### EXCERTO
Constata-se que, o Governo Angolano, nestes dois casos, foi instigador e mestre na preparação dessas situações conturbadas, acima referidas, para depois aparecer com um rosto bonito de «Mediador da Paz dos Grandes Lagos». Enquanto, na verdade, as tropas angolanas estiveram presentes no Burundi e na RDC, ter participado nas repressões, nas perseguições e nos massacres dos manifestantes e das populações indefesas. Enfim, este comportamento espelha o carácter real do maquiavelismo, que era característico do Império Romano, da Idade Média.

 

Nas minhas andanças, ainda este ano, em conversa com um Diplomata importante do Sudão do Sul, dizia-me o seguinte: Ele tivera sido aconselhado por um dirigente destacado do MPLA, para não optar-se por uma reconciliação nacional equilibrada, que passasse pela negociação efectiva, que resultasse na formação do governo, em paridade entre as partes. Pois, segundo o dirigente do MPLA, era fundamental que criasse um cenário que prolongasse a Guerra Civil no Sudão do Sul até comprometer outra parte, do grupo étnico Nuer, do Vice-Presidente Riek Machar, ao ponto de isolá-lo da comunidade internacional, conforme tivera acontecido em Angola, com a UNITA, do Dr. Jonas Malheiro Savimbi.

 


Pois, afirmava o dirigente do MPLA, isso vai «criar uma supremacia do vosso grupo étnico Dinka», do Presidente Salva Kiir, de modo a exercer a autoridade absoluta, forçando outras tribos submeter-se à vossa hegemonia política e étnico-cultural. Este modelo de governação, dizia o dirigente do MPLA, é mais eficaz e realista para os Países Africanos. Fim de citação. De qualquer modo, esta «doutrina maquiavélica», em referência, explica tão bem os massacres perpetrados no Monte Sumi, na periferia da Cidade do Huambo, no Planalto Central, contra a Igreja do Sétimo Dia – Luz do Mundo, do Pastor Julino Kalupeteka.

[Dados de apontamento para expressões referenciais]
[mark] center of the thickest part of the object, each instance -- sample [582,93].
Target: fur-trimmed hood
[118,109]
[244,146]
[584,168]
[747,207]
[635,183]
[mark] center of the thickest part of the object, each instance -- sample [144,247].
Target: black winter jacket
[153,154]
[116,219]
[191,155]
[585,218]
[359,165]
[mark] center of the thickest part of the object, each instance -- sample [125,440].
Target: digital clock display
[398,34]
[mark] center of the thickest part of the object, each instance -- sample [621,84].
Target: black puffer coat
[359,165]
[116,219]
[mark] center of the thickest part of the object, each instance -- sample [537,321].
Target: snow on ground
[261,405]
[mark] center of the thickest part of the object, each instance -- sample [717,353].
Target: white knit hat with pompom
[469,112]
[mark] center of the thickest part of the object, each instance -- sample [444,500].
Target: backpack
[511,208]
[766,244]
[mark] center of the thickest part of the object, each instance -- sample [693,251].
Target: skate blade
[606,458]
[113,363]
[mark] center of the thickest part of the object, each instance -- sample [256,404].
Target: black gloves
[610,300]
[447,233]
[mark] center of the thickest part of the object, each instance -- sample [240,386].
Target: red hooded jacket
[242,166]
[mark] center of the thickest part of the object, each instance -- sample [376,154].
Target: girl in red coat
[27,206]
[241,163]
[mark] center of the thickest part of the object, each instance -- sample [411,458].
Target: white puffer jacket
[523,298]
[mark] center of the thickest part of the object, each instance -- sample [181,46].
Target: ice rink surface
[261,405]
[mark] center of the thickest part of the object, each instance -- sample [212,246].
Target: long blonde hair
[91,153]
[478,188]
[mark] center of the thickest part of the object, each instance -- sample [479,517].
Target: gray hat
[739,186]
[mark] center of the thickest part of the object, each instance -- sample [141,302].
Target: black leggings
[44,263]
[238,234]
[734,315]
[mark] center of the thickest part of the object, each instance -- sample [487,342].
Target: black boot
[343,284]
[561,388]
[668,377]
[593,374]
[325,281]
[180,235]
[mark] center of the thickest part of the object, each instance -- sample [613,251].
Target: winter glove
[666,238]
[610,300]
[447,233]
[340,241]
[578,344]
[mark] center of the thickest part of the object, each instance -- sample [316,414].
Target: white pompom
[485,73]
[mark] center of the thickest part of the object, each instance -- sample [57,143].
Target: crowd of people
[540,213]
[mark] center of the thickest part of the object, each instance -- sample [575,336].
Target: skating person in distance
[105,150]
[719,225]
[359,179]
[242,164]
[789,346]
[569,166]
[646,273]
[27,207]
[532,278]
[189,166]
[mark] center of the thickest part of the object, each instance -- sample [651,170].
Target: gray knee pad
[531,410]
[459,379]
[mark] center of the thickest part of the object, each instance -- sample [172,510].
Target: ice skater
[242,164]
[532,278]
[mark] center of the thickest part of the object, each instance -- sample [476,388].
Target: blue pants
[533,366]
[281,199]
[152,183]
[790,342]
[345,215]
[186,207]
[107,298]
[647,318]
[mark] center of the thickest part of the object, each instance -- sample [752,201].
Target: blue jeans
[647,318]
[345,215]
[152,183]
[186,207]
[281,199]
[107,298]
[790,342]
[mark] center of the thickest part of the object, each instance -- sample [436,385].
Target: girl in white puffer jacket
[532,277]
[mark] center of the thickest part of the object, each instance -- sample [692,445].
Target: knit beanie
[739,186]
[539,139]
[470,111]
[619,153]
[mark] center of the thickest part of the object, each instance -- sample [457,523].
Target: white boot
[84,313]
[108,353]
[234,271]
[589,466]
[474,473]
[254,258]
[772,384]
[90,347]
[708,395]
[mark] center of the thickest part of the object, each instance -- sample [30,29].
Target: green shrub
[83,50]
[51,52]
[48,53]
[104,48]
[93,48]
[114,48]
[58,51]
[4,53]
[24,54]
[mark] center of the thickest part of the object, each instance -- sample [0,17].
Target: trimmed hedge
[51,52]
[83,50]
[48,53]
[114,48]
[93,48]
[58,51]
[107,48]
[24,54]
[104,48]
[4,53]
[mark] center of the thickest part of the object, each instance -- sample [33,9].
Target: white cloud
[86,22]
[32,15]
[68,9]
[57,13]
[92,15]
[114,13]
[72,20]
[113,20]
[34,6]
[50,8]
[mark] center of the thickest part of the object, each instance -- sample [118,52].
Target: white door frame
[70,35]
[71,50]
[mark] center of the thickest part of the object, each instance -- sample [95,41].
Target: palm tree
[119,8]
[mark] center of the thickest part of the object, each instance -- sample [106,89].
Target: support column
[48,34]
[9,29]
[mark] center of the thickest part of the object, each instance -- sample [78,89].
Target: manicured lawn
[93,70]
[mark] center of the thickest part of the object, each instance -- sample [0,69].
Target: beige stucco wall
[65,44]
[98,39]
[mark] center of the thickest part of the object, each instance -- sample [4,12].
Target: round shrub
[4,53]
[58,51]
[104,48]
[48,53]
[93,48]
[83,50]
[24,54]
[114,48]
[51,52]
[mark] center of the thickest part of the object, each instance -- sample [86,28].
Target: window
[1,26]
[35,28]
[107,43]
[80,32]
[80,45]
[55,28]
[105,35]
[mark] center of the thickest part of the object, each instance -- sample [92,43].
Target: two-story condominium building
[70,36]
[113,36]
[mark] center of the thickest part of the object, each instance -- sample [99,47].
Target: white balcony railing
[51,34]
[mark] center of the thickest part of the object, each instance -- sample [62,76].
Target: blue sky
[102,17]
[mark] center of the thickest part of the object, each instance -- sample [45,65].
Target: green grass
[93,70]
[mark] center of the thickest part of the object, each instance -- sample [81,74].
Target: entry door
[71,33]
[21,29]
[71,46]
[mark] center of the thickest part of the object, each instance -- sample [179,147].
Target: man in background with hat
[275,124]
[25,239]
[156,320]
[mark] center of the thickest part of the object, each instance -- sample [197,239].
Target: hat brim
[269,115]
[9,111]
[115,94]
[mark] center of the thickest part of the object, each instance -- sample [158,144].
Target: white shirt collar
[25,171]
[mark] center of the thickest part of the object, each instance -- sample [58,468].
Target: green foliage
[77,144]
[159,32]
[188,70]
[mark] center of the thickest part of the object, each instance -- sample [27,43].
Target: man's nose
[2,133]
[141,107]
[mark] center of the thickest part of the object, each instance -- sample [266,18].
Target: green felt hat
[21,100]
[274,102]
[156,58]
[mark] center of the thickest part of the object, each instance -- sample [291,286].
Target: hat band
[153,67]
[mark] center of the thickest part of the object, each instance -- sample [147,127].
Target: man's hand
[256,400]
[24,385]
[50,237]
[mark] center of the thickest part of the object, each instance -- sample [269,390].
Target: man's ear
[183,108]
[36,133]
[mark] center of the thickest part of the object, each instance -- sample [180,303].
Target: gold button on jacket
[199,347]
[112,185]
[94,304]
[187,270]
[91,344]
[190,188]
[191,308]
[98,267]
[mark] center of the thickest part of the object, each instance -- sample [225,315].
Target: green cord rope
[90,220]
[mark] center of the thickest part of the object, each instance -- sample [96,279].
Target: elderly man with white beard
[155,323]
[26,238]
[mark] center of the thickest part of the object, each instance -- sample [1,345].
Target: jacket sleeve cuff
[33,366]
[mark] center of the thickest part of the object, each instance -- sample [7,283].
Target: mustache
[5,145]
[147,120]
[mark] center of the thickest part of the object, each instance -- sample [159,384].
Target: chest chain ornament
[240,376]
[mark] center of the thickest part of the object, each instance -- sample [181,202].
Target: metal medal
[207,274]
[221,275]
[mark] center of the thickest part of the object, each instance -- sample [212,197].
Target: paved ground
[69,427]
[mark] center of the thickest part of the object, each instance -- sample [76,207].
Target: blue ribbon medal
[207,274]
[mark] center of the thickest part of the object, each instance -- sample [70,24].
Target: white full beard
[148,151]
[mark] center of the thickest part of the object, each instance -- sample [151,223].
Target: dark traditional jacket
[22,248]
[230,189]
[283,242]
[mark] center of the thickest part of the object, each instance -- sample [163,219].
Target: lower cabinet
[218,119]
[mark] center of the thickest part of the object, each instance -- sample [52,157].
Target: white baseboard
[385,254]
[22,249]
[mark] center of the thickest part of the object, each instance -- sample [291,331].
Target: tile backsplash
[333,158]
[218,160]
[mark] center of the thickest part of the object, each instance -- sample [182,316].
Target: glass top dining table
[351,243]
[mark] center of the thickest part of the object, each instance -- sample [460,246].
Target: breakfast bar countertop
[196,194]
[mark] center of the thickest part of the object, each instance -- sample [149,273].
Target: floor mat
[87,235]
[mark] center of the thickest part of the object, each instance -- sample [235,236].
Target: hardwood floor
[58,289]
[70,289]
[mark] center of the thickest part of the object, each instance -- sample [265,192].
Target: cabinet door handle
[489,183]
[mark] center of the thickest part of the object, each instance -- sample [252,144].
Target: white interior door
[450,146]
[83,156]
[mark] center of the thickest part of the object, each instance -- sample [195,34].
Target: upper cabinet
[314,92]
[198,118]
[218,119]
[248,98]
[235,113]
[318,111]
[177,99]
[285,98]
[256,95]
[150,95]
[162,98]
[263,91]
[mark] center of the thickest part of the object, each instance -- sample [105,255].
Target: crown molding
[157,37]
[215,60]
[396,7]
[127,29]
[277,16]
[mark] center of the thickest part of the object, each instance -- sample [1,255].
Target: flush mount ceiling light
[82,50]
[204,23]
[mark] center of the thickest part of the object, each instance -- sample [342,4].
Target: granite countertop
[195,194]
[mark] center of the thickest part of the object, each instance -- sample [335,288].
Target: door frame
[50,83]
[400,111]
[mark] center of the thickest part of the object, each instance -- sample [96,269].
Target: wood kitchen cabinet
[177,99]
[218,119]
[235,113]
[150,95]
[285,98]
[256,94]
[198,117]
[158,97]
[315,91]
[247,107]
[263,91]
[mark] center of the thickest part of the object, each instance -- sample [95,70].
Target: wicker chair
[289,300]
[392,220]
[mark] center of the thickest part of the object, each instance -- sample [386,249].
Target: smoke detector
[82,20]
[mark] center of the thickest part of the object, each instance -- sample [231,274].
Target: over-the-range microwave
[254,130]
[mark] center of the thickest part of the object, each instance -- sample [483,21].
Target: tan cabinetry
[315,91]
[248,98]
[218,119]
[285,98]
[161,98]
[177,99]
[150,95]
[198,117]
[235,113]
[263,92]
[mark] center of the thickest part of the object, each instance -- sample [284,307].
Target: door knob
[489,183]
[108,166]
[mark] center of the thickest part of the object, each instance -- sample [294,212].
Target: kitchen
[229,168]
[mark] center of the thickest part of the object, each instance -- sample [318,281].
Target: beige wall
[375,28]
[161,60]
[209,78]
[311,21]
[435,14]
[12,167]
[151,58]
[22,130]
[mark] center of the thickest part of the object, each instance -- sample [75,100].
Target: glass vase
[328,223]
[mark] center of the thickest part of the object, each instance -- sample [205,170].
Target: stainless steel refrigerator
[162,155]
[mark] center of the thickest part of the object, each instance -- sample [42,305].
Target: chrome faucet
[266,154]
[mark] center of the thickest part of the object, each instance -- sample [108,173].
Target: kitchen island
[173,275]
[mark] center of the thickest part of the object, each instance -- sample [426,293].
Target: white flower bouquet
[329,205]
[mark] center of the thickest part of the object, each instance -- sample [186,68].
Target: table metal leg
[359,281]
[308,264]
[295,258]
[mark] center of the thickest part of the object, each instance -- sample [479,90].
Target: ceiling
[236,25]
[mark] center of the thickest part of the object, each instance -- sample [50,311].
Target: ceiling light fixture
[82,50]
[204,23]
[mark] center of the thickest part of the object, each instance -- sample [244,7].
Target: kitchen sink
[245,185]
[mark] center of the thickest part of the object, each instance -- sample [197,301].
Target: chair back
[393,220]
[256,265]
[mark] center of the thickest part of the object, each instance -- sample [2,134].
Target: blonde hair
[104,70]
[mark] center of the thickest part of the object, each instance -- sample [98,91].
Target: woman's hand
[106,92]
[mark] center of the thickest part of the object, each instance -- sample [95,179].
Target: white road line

### ENUNCIADO
Prossiga o excerto sobre a atuação do Governo angolano e a «doutrina maquiavélica» atribuída ao MPLA, começando logo após a última frase apresentada. A listagem não faz falta para resolver o que aqui se pede.

### RESOLUÇÃO
Em síntese, esta reflexão, feita no dia da independência nominal de Angola, visa realçar dois aspectos fundamentais, que inibe a qualidade da nossa independência: a) O carácter obscurantista da governação actual do país, que ultrapassa os níveis do sistema colonial português, assente na alienação cultural, na política de assimilação e na exclusão dos povos indígenas de Angola. b) O carácter maquiavelista do sistema político vigente, que se apoia na violência gratuita e na repressão sistemática do povo, como instrumento da sustentação da hegemonia política e do monopólio económico. Nesta senda, a corrupção representa o «factor-determinante» da manutenção do Partido-Estado – sem equilíbrio político; sem a separação efectiva dos poderes executivo, legislativo e judicial; e sem o exercício real da democracia, que tivesse a capacidade de alternância do poder público. Este é o tipo da independência que temos, que tanto almejávamos, pela qual derramou-se o sangue dos melhores filhos e filhas desta Pátria Mãe. Num País em que, os que eram libertadores nacionalistas, hoje tornaram-se opressores do seu próprio povo, roubando a riqueza do país e enriquecendo-se a si próprios. Mantendo o povo na opressão, na pobreza, na penúria e na desgraça.

 

Esquecendo-se, deste modo, das causas que estiveram na origem do surgimento do nacionalismo angolano e da luta contra a escravatura e a colonização portuguesa. Algures neste texto, lê-se o seguinte: “A inexistência da guerra, e o surgimento da paz, não são definitivos se não acautelar e cuidar-se seriamente dos factores que causaram a guerra.”